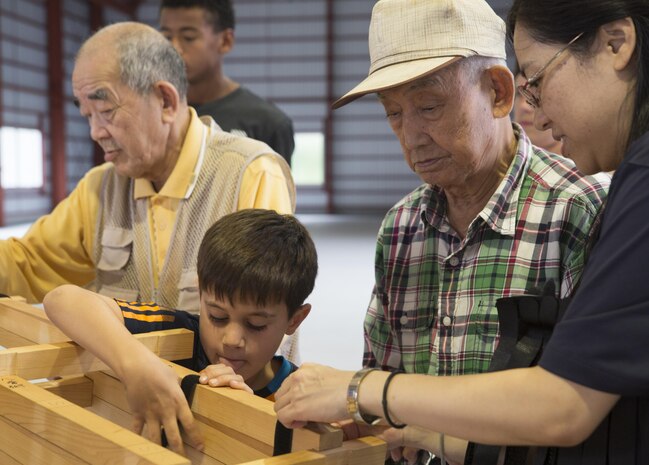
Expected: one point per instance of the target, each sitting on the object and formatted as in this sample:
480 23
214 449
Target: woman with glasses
586 64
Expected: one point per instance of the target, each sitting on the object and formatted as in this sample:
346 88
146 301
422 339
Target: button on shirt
433 309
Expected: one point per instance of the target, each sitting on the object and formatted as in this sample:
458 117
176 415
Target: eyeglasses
532 98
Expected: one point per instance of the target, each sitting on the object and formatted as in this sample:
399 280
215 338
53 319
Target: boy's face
245 336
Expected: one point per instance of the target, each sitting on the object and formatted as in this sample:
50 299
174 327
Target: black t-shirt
603 340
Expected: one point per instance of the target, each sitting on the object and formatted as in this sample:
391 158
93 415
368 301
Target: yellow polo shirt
59 247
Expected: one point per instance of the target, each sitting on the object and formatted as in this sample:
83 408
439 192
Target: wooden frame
84 417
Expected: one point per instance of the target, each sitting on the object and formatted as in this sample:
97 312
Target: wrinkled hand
407 442
156 400
313 393
223 375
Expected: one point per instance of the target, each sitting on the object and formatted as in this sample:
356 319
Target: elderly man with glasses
495 216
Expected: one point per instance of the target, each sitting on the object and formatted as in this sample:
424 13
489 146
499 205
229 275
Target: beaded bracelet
384 401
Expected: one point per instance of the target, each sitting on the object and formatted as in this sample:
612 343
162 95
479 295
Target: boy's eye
217 320
256 327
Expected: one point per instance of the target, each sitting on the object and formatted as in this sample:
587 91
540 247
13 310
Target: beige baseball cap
411 38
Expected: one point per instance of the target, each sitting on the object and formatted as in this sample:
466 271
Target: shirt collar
180 181
501 210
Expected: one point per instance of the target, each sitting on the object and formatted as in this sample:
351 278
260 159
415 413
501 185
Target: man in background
202 31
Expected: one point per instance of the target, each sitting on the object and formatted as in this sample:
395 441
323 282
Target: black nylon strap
526 323
283 440
188 385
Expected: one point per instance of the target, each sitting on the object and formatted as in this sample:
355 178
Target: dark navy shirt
603 340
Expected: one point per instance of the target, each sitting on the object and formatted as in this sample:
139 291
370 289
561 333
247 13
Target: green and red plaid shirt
433 306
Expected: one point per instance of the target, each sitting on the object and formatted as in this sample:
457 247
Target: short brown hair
258 256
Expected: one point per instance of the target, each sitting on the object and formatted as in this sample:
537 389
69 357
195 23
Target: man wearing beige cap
495 216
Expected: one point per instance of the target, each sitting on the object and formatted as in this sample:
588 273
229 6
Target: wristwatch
352 399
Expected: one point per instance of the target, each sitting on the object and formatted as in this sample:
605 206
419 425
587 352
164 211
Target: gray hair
146 57
143 54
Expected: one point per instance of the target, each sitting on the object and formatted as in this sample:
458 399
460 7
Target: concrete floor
333 332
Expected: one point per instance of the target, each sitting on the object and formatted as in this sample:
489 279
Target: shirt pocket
188 295
413 325
482 333
116 247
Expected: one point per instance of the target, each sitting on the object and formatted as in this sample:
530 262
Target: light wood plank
303 457
68 358
29 322
9 339
75 389
116 415
86 435
28 448
222 443
8 460
254 417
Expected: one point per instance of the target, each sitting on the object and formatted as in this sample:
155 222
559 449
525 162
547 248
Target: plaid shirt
433 306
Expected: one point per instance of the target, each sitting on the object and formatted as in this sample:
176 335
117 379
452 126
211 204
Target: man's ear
298 317
501 84
620 39
169 100
226 42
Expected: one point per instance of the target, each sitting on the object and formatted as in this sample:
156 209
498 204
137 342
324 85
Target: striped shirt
145 317
433 306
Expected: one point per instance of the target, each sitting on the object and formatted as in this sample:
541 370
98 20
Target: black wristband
384 400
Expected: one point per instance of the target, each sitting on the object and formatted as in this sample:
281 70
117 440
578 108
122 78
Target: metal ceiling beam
125 6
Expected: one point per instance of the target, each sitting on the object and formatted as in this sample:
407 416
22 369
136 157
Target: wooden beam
26 447
221 443
75 389
68 358
255 417
363 451
9 339
83 434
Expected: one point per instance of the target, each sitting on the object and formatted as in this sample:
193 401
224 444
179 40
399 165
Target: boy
255 269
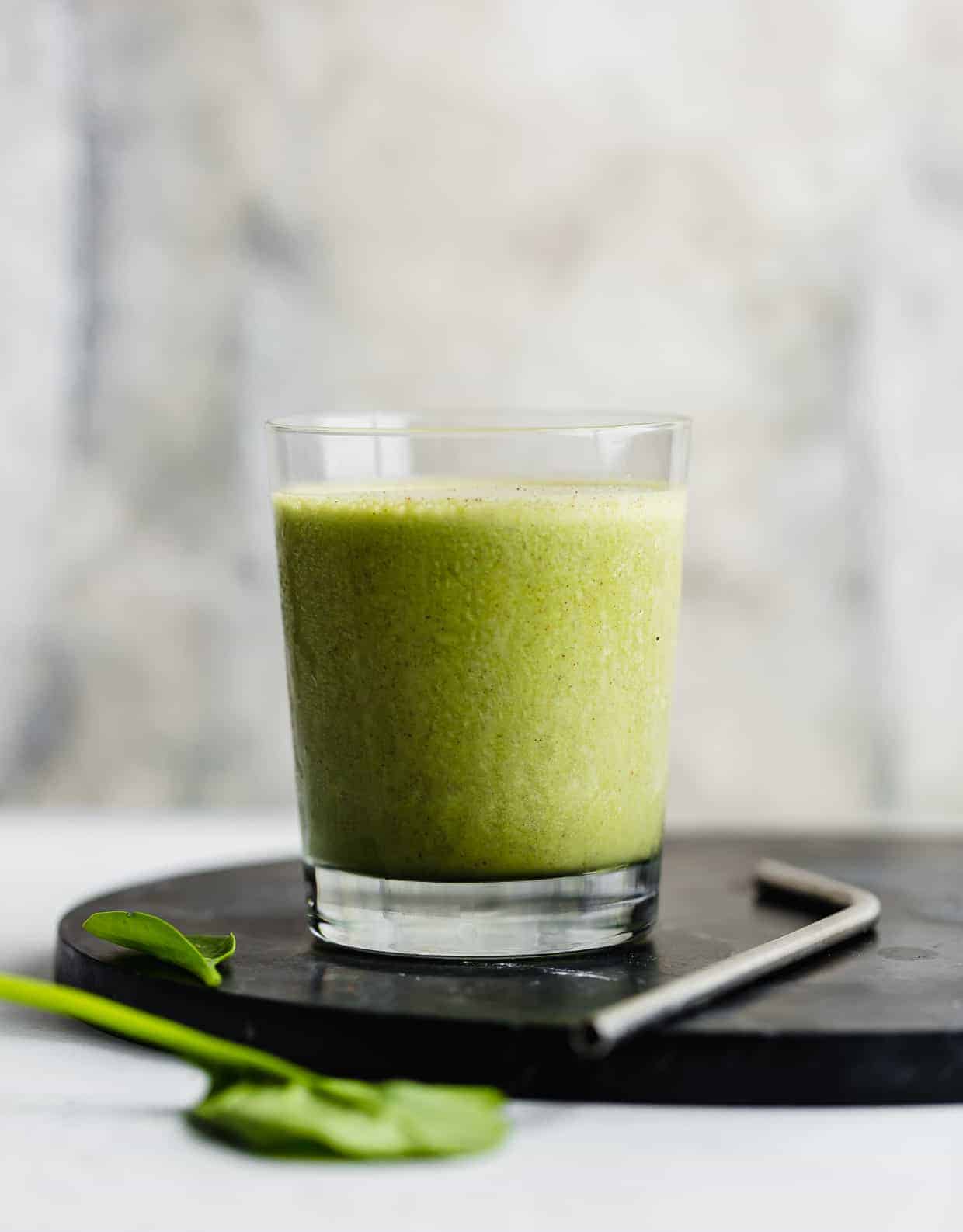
______
▸ Problem
In full and without changes, repeat the listing above, but not its pictures.

▸ Response to the task
Expected: one point per instance of the target, each sitting on the object and formatted as in this sample:
480 23
214 449
Target: woman with glasses
586 64
Expected: one point per instance of the target, each sitting on the object and formatted as in this sample:
346 88
146 301
422 339
Target: button on shirt
433 309
Expected: one point per instance of the target, each sitting on the object and formatted as in this sample:
458 117
176 415
Target: eyeglasses
532 98
Expected: one point per instance of the target, each sitting on the object and formatted as in this sample:
399 280
215 338
53 319
Target: boy's face
245 336
Expected: one point per instance of the target, each sitting on the object and formatted as in this sample:
50 299
174 327
Target: black t-shirt
603 340
Expected: one point per instance of the target, each sitting on the object and formatted as in this sample:
391 158
93 415
368 301
Target: yellow polo shirt
59 247
Expected: one point per instance of the target, each sitting on the object and formatted as in this sample:
83 408
439 192
Target: wooden frame
84 417
Expected: one point per instance of the target, each sitting on the object and formatted as in this sample:
97 312
Target: wrinkled hand
407 442
156 400
313 393
223 375
Expected: one point per instance of the target, each sitting on the object and formatted as in this sample:
356 319
Target: elderly man with glasses
495 216
Expected: one point per instance of the target, each sitting on the object and formatted as in this sample:
424 13
489 146
499 205
229 275
Target: beaded bracelet
384 401
Expected: one point per instance of the target, each sitting on the object and formatted as in this sample:
612 343
162 95
479 295
Target: boy's eye
217 320
256 327
Expected: one point per instance of the target, each sitting on the object and formatted as in this sample:
587 91
540 247
13 310
Target: beige baseball cap
411 38
Expected: one point per instance of the target, each sitting on the object and formatted as in this sample:
466 271
Target: shirt collar
180 181
501 210
Expected: one point per instance of the target, each sitting on the object and formatted as in this sample:
351 278
260 159
415 413
501 185
Target: man in background
202 31
Expected: one point per instance of the target, each sitting on the object and formatted as in this sample:
395 441
323 282
Target: black nylon strap
526 323
283 440
188 385
Expected: one point per instance of the target, each sitting on the object and formatted as in this sample:
355 178
Target: dark navy shirt
603 340
Expected: one point per instance of the target, each sitting on the object and formatted as in this sample:
139 291
370 289
561 333
247 13
Target: green and red plaid shirt
433 306
Expected: one point per instance of the target, each sitting on the object and formatted as in this sample:
457 247
Target: short brown hair
258 256
Expected: one point per instance of the target, each sitting on the object and formatted as in this sample:
537 389
69 357
195 23
Target: man wearing beige cap
495 216
Expected: one point per instance of the target, each sitting on the object and formatted as in this sample:
588 273
229 6
Target: wristwatch
352 399
Expected: one point per instance of the target, each sitting on the object and formatted as in this sample:
605 206
419 425
587 352
164 211
Target: gray hair
146 57
143 54
Expected: one point per instance of the target, each sitting on the object and formatted as in this sample:
458 399
460 7
Target: concrete floor
333 332
Expected: one point per instance of the target, each sitting on the object and formatted as in this sample:
489 279
Target: shirt pocket
188 295
413 325
482 333
116 247
Expected: one point per instance of the target, each sitting on the object and formatted as in this sample:
530 262
Target: light wood plank
303 457
68 358
29 322
9 339
75 389
116 415
86 435
28 448
222 443
8 460
254 417
Expected: one point per instance of the target, each sitting on the object and formatted as in this sample:
155 222
559 449
525 162
547 248
Target: plaid shirt
433 306
Expected: one point per instance of the target, each sitting on the object and formatted as in this sample:
176 335
117 379
452 126
211 204
Target: man's ear
298 317
501 84
620 39
169 100
226 42
Expected: one point per instance of the target, each sitting on the object and formatted as in this sample:
156 209
498 204
137 342
324 85
Target: striped shirt
145 317
433 306
Expected: one point per instance of the target, each sitting on the object and formatted as in this sample:
541 370
98 20
Target: black wristband
384 400
Expected: one point per instance of the target, each sitting on the object and formatted as in this sample:
281 70
117 440
578 108
122 78
Target: metal ceiling beam
125 6
Expected: one point per instance of the target, each sitting on the object and formatted as in this sample:
407 416
22 369
136 157
Target: wooden beam
26 447
221 443
75 389
68 358
255 417
363 451
9 339
83 434
Expected: one point per instance of the target, each sitting on the object and formatted as in this sample:
193 401
224 444
179 40
399 165
Target: boy
255 269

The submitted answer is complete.